**EXTRACTED RECORDS**
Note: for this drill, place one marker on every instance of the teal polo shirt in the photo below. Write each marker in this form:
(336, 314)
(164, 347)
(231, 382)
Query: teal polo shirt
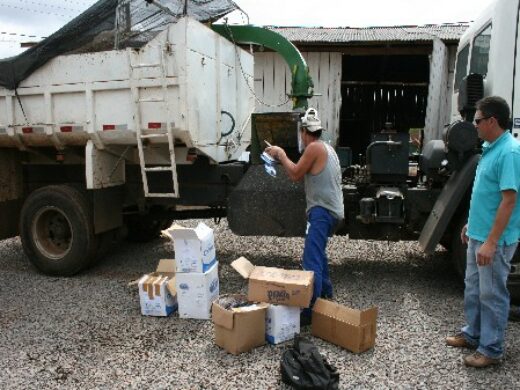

**ABOUT THIS TASK**
Pull out every line above that holds the word "shirt".

**RESULT OF THIS EXERCISE**
Note: for this drill, place one marker on every instance of the teal polo shirt in the photo below. Write each marker in this form:
Query: teal polo shirt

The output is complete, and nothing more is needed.